EXERCISE DETAILS >> At the line with "You are given a photograph. Could you point to the small", start repeating the data, and continue line by line through the final line, exactly.
↓↓↓
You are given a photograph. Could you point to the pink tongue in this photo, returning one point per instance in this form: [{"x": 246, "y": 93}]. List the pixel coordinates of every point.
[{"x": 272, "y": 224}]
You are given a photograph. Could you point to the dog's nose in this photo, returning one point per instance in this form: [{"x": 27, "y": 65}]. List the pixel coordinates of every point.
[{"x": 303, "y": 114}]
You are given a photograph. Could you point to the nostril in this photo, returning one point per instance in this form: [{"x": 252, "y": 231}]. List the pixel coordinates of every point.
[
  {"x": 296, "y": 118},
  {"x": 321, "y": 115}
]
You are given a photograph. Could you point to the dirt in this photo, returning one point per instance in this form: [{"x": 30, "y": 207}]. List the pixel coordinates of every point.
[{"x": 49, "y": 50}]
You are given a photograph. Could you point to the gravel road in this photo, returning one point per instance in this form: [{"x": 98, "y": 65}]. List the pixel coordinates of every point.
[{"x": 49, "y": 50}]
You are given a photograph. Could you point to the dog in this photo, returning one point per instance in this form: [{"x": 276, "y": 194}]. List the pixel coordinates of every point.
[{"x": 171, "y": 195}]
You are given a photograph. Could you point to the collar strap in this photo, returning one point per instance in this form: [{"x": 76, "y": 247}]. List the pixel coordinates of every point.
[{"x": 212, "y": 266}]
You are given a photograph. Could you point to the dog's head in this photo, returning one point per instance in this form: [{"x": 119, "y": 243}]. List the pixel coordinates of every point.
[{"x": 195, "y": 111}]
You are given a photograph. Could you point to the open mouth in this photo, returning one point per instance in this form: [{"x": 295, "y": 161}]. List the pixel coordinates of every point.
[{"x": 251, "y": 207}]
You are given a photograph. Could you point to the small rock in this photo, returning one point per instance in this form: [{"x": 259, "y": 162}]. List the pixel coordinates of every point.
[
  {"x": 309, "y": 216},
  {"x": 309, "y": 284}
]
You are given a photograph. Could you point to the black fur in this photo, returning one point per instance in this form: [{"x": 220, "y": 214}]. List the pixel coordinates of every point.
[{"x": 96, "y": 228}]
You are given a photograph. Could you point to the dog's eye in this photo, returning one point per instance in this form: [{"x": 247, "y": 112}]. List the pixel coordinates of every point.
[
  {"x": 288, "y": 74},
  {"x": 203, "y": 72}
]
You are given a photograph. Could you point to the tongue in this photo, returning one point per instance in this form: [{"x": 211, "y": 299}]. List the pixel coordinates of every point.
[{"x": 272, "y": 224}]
↑↑↑
RESPONSE TO THE TASK >>
You are given a photograph. Could you point to the small rock in this photo, returning one point per instance in this form: [{"x": 259, "y": 162}]. List the pixel coordinates of every point.
[
  {"x": 309, "y": 216},
  {"x": 309, "y": 284}
]
You are given a photograph. Could you point to the black fur in this photo, returning one point per instance in this form: [{"x": 220, "y": 214}]. List the pixel coordinates of every point.
[{"x": 96, "y": 228}]
You are given a photograph. Could you point to the dog's eye in this photo, returning one point per instance in this form: [{"x": 247, "y": 112}]. List the pixel coordinates of every point.
[
  {"x": 288, "y": 74},
  {"x": 203, "y": 72}
]
You are given a photograph. Could you point to the tongue in this photo, returning one point per instance in this form: [{"x": 211, "y": 299}]. List the pixel coordinates of every point.
[{"x": 272, "y": 224}]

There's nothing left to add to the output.